=== Records to process ===
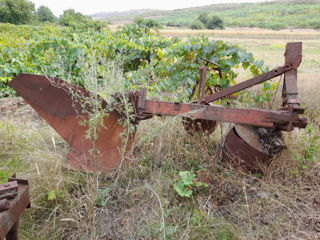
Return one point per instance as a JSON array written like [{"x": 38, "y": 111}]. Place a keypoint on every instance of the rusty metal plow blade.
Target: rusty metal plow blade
[{"x": 63, "y": 112}]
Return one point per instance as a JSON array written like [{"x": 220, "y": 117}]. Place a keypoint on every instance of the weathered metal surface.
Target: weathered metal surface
[
  {"x": 293, "y": 58},
  {"x": 290, "y": 88},
  {"x": 8, "y": 190},
  {"x": 244, "y": 152},
  {"x": 55, "y": 102},
  {"x": 254, "y": 117},
  {"x": 59, "y": 104},
  {"x": 9, "y": 219},
  {"x": 199, "y": 125},
  {"x": 4, "y": 205}
]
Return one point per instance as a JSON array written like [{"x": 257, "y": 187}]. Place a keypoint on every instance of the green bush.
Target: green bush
===
*The request*: Leave the pictures out and write out every entry exactly as given.

*The completed task*:
Return one point per instance as a JSON array written like [{"x": 38, "y": 111}]. Place a keypoint on every instance of the rusty metal plow blade.
Target: rusty metal plow blade
[{"x": 63, "y": 112}]
Return one point per instance as a JSON array written like [{"x": 220, "y": 117}]. Place a keypoint on every instance of the weathered metal surface.
Target: weathered metal surface
[
  {"x": 293, "y": 58},
  {"x": 290, "y": 88},
  {"x": 8, "y": 190},
  {"x": 244, "y": 152},
  {"x": 55, "y": 102},
  {"x": 254, "y": 117},
  {"x": 59, "y": 104},
  {"x": 9, "y": 219},
  {"x": 199, "y": 125},
  {"x": 4, "y": 205}
]
Return one point per instance as a JSON array written like [{"x": 257, "y": 187}]. Place a keypoint on every instance of the green bush.
Target: green bush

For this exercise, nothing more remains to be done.